Text segment —
···

Creating a Top-Performing Team: Leadership Development for Tomorrow’s Corporations
September 14 2012 by Marcus Buckingham
Corporate America is in crisis. Consumer confidence is plummeting. Leaders are failing. In fact, more than 40 percent of new leaders fail within their first 18 months. Many companies, however, are also failing their leaders as they continue to invest in a broken leadership development model.
Billions of dollars are spent annually on leadership development programs – $171.5 billion by U.S. businesses in 2010, the most recent year for which data is available, according to the American Society for Training and Development. That’s an average of $1,228 per employee, but virtually all of this investment is spent on the same formulaic training model and black-and-white metrics. With their focus almost exclusively on classroom learning and lockstep generic curriculums, these dinosaurs of training simply don’t have what it takes to develop the next generation of leaders, managers and employees.
Globalization means the entire world is a competitor. The fast pace of technological change decrees organizations must keep innovating and learning, or they will die. These are not radical insights — but their effect is both radical and disruptive. Almost by definition, innovation is unique, particular and localized. Yet, a company must learn to scale innovation in order to thrive.
How can innovation be spread within your organization? The key is a new leadership development model. One that is scalable, but accommodates the uniqueness of each leader’s techniques; one that is stable enough to permit the training of hundreds at once, but dynamic enough to incorporate and distribute new practices and other innovations in real time. Is it possible? Yes.

···

Dataset records —
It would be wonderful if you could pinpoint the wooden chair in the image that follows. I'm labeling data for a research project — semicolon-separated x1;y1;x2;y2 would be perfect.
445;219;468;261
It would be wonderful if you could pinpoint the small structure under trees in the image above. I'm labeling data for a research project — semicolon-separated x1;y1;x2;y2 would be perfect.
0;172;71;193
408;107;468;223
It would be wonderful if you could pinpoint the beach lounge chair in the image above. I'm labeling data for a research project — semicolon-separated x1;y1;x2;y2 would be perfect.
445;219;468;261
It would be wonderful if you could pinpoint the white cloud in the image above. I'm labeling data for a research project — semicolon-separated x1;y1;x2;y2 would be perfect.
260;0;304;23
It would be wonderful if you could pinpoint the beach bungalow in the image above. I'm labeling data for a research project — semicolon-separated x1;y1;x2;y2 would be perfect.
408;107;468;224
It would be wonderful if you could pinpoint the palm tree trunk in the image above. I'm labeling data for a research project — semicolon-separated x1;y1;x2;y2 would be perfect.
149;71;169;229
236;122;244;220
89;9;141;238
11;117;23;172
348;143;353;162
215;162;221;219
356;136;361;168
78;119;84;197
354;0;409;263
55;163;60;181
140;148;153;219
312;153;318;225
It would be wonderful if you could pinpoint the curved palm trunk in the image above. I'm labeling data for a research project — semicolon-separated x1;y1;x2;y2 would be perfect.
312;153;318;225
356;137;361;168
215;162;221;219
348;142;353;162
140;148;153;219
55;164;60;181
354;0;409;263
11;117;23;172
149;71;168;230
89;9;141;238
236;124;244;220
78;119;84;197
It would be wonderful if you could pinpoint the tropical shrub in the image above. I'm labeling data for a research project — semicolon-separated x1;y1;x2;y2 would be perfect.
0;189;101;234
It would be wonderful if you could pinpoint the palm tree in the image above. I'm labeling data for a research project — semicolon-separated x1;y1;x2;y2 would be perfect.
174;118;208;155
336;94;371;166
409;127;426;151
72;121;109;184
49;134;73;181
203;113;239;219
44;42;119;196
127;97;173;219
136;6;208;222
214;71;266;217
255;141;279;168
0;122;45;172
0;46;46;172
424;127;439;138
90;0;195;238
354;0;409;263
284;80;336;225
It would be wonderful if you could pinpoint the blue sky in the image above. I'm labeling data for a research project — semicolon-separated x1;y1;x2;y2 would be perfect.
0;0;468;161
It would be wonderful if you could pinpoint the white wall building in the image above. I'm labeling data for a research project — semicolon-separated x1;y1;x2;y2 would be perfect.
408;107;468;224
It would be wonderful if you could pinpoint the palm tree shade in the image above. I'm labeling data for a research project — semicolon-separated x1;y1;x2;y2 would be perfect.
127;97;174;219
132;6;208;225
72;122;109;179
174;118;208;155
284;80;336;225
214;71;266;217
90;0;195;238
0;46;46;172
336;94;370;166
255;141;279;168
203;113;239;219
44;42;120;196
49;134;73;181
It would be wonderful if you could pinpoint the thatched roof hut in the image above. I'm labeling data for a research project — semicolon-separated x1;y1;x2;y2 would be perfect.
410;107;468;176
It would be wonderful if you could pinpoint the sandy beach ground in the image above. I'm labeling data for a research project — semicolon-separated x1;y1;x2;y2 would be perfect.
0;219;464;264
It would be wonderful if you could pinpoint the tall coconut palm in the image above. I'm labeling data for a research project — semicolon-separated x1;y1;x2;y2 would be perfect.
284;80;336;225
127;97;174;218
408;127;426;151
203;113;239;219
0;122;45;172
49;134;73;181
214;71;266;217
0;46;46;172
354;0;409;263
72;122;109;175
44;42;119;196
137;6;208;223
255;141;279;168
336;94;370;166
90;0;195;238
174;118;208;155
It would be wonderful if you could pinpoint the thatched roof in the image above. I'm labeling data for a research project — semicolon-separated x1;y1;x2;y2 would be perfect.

···

Can you retype the part of the leadership development article starting at "Creating a Top-Performing" and ending at "broken leadership development model."?

Creating a Top-Performing Team: Leadership Development for Tomorrow’s Corporations
September 14 2012 by Marcus Buckingham
Corporate America is in crisis. Consumer confidence is plummeting. Leaders are failing. In fact, more than 40 percent of new leaders fail within their first 18 months. Many companies, however, are also failing their leaders as they continue to invest in a broken leadership development model.